- _Tarea escrita_
Indica cuántas filas de abajo contienen la palabra "mask", distinguiendo entre mayúsculas y minúsculas, y responde solo con el número.

━━━ Datos disponibles

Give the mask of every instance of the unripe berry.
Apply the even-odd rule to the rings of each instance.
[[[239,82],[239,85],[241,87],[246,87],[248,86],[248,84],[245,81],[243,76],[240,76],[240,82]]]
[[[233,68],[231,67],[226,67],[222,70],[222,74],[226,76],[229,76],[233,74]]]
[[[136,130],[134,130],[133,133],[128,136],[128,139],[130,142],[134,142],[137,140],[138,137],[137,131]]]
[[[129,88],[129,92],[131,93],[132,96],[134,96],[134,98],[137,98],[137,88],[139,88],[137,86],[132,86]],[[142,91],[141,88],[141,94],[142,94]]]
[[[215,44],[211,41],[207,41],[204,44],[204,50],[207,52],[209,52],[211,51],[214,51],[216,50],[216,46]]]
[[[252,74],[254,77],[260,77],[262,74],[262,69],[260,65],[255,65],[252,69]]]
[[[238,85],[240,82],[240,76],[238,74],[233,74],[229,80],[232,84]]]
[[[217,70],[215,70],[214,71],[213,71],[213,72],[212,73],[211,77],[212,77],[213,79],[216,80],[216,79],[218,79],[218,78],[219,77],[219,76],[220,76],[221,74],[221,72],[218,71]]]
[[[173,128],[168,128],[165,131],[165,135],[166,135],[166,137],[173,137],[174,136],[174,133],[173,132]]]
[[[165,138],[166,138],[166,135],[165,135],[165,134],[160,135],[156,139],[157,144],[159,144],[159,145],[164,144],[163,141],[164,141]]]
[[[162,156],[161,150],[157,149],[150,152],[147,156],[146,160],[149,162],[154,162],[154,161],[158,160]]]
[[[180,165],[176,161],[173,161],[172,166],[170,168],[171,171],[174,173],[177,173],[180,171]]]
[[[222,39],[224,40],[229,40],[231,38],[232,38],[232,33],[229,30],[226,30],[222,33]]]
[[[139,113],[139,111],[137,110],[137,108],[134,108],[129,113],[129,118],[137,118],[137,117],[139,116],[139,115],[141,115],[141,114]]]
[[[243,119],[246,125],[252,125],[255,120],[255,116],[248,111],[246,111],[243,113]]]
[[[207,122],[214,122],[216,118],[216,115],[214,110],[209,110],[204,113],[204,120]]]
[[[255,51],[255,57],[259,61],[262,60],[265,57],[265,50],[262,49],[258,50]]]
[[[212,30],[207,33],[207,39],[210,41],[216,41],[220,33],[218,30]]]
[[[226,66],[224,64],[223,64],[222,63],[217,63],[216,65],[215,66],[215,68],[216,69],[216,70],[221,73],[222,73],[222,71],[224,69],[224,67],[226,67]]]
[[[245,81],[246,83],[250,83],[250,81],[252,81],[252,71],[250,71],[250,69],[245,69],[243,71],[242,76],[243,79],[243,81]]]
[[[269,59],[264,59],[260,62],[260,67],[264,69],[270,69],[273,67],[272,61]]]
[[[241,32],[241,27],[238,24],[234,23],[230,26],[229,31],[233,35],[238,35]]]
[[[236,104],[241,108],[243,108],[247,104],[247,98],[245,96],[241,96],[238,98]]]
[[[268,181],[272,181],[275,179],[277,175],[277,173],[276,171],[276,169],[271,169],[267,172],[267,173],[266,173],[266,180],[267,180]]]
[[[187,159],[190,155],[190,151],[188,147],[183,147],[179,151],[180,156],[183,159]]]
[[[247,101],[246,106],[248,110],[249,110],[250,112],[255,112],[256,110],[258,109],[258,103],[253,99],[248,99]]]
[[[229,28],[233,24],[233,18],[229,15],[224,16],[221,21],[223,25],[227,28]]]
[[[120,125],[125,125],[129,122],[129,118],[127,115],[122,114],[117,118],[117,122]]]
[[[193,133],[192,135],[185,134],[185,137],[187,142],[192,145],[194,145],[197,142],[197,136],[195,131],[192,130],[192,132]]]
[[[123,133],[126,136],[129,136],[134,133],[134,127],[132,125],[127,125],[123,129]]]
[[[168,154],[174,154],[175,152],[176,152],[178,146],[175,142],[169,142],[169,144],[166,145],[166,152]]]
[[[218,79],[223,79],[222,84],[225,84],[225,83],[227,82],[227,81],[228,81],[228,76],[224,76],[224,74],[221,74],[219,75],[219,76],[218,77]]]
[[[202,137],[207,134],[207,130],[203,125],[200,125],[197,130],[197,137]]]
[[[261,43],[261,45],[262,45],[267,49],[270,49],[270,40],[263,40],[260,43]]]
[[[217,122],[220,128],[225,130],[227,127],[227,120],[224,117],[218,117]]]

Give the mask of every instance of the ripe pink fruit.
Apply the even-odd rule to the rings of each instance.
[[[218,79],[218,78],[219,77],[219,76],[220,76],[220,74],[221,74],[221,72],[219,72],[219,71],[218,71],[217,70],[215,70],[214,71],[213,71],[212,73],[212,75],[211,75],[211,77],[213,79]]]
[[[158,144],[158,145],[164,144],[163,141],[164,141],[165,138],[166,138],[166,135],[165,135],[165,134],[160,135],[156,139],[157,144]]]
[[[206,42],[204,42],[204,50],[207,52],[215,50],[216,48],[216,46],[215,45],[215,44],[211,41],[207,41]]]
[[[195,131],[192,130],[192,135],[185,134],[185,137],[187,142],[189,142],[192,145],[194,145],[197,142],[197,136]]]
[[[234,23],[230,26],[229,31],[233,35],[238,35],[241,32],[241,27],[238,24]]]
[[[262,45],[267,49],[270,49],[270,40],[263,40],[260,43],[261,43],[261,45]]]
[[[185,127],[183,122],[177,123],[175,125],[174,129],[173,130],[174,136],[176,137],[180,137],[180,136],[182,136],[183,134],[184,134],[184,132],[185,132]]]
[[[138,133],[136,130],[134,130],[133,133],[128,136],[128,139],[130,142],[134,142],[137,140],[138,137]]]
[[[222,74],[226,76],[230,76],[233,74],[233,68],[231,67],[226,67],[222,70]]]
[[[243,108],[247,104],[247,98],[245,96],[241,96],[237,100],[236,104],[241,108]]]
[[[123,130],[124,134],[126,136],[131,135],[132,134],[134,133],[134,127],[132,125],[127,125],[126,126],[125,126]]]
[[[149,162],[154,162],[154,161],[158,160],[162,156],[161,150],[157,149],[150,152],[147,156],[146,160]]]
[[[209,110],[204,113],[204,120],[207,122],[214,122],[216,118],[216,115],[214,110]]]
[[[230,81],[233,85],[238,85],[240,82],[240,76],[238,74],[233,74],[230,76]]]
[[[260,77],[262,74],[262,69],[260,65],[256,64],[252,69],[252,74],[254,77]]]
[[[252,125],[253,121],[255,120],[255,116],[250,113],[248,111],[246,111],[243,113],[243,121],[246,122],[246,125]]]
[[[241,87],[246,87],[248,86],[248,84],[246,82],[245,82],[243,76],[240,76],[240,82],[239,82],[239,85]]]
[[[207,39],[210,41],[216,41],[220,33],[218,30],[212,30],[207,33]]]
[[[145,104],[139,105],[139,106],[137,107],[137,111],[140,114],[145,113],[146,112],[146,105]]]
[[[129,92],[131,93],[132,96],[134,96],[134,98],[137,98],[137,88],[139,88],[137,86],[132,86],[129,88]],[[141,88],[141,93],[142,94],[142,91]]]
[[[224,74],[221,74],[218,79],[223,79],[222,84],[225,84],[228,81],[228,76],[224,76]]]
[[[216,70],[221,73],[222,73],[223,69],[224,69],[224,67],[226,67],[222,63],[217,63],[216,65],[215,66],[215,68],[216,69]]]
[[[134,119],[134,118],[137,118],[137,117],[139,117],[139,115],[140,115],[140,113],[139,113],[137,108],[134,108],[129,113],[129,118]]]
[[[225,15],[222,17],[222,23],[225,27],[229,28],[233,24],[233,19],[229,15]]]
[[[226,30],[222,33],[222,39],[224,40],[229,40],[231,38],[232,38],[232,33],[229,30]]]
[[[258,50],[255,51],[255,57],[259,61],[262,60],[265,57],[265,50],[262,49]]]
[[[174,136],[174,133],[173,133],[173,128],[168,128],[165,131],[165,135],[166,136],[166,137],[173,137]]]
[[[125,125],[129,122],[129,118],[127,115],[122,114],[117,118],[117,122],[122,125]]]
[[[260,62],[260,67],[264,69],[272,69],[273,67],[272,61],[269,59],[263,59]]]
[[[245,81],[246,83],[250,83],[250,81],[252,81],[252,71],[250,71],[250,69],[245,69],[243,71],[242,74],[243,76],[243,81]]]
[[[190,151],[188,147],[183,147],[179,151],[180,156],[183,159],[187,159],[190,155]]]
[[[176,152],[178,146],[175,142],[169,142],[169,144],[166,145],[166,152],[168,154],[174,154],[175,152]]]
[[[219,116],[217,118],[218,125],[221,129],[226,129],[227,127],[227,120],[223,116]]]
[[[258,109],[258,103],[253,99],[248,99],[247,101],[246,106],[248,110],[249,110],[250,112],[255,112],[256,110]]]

━━━━━━

- _Respuesta completa_
2